═══ Stored data ═══

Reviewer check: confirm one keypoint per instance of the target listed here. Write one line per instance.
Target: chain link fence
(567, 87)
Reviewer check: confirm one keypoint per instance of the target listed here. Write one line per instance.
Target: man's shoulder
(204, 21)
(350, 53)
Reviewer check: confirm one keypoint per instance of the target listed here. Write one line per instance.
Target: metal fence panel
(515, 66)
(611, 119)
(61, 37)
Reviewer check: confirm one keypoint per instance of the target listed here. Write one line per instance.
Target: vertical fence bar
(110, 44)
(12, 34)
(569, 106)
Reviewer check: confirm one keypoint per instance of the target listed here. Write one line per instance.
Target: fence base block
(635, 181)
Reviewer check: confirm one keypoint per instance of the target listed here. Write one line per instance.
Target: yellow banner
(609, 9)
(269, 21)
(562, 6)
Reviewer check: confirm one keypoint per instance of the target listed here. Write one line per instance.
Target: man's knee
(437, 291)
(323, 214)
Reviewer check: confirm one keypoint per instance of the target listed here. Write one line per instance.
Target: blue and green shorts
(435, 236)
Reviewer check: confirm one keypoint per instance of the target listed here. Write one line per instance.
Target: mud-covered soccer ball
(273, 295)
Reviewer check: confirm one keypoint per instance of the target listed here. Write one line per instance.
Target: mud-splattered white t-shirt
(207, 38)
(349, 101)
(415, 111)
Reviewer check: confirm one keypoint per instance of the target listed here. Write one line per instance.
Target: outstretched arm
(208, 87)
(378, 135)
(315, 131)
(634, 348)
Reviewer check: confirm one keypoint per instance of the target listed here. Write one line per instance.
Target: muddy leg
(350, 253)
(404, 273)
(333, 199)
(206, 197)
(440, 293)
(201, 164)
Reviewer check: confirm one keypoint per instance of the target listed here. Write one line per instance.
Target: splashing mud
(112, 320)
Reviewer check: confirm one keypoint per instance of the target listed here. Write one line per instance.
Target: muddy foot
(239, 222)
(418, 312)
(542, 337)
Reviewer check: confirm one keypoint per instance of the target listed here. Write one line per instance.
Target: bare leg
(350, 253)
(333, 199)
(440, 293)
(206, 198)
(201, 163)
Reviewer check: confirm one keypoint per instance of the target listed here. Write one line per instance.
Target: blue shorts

═══

▶ **Exercise aim**
Transcribe every line of the records exactly, please.

▶ **Response for this exercise**
Reviewer check: confirm one keypoint per instance of the target listed here. Write one line per instance.
Target: chain link fence
(567, 87)
Reviewer check: confirm one keypoint per instance of the target listed here. Write one line per instance.
Target: man's shoulder
(204, 21)
(350, 53)
Reviewer check: confirm one keypoint per instance of the target listed here. Write one line per instance.
Target: metal fence panel
(515, 66)
(611, 119)
(61, 37)
Reviewer check: confirm one keypoint per instance of the target listed here. Write one line per instance.
Target: vertical fence bar
(110, 44)
(12, 34)
(569, 106)
Reviewer check: confirm one keypoint per instance of the target listed here. Write one line per instance.
Target: fence base block
(635, 181)
Reviewer check: confirm one keypoint per instance of the target listed here. Write one line per instance.
Target: yellow banner
(609, 9)
(269, 21)
(562, 6)
Reviewer check: confirm one keypoint per instance of the target listed here. Write one line per instance.
Target: man's knee
(437, 291)
(323, 214)
Reviewer check: confirm one keypoint per instance of the target listed here. Write one line per instance.
Target: blue and green shorts
(435, 236)
Reviewer check: confirm one keypoint per instance of the target listed here. Write one line per instance.
Target: mud-covered soccer ball
(273, 295)
Reviewer check: confirm one keypoint per instance of the target listed here. Write one line per instance.
Target: mud-splattered white t-shirt
(207, 38)
(349, 101)
(415, 111)
Reviewer check: confirm one keypoint per instance of the target listed here. Write one line per instance.
Target: outstretched arm
(208, 87)
(378, 135)
(315, 131)
(634, 348)
Reviewer check: confirm one keypoint per instance of the target listed here. Write one line per instance.
Target: muddy leg
(350, 253)
(404, 273)
(333, 199)
(206, 197)
(440, 293)
(201, 164)
Reviewer check: confirm one keypoint per instance of the target listed here. Write one line per instance.
Target: splashing mud
(112, 320)
Reviewer check: confirm one keypoint per instance of the target listed here. Write one line per instance.
Target: muddy foot
(239, 222)
(418, 312)
(542, 337)
Reviewer check: confirm one keypoint per instance of the target listed here. Write one line per instance.
Target: bare leg
(350, 253)
(333, 199)
(440, 293)
(206, 198)
(201, 163)
Reviewer check: confirm one keypoint per instance of the target listed here. Write one line per instance.
Target: blue shorts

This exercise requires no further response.